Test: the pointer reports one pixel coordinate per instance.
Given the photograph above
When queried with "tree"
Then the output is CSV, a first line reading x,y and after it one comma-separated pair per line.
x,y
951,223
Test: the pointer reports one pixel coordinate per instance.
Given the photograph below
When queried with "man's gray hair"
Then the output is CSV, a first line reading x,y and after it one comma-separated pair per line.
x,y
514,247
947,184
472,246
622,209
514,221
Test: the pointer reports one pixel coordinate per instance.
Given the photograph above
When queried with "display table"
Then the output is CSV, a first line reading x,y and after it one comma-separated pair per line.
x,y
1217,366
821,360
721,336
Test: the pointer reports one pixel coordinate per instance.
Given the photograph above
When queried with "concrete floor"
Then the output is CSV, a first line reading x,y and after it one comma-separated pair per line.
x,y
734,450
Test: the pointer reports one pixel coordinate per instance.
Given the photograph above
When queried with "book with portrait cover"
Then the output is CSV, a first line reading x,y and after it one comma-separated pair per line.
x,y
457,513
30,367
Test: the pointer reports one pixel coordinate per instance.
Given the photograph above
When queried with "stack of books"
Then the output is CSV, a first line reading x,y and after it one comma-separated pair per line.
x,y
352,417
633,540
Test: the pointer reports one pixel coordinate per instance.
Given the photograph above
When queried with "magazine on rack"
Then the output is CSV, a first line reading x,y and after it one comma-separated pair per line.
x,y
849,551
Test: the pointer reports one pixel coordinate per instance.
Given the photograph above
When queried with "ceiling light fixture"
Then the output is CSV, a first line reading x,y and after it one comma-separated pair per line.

★ ★ ★ ★ ★

◆ **Stated task**
Write every entry out again exactly.

◆ **Response to the task**
Test: the pointer reports one pixel coordinate per instance.
Given the photograph above
When queried with "tree"
Then the output is CSV, a first line reading x,y and after it one comma-separated pair per line.
x,y
951,223
Test: the pointer reports one pixel coordinate per instance.
Given the photograph below
When queried with "man's gray hair"
Then the output is CSV, a first line reading x,y and after it one comma-separated pair per line.
x,y
514,247
947,184
472,246
622,209
514,221
Test: the pointer reports one pixel coordinate per instance.
Given the photograph above
When queried with "display table"
Then the output is CSV, a first line reading x,y and after it one comma-separated pair per line.
x,y
1217,366
821,360
721,336
Test: the pointer reports one pixel coordinate per instance.
Given the photograph above
When queried with "concrete floor"
Then the output is CSV, a first line reading x,y and after it one comma-separated pair per line.
x,y
734,450
Test: the pointer reports one pixel coordinate per instance.
Given the photograph above
When queried with "book with portrait cover"
Then the output is CSV, a first line reading x,y and after it one comma-separated pair per line.
x,y
457,513
30,367
Test: the pointer reports one pixel coordinate per instance.
Given the photograph above
When queried with "stack of books"
Then the output is CSV, a first line reading x,y and after it one comma-separated pair per line.
x,y
352,417
633,540
Test: the pointer reports one pixel coordinate per instance.
Given the photograph above
When queried with "magazine on rack"
Then the output is CSV, a first line reading x,y and after it one comma-separated pair per line.
x,y
849,551
Test: the pointer reports one pixel coordinate per instance.
Given the photograph above
When queried with "ceiling light fixture"
Then the output is CSV, a first line reading x,y and after it one comma-separated pair per line.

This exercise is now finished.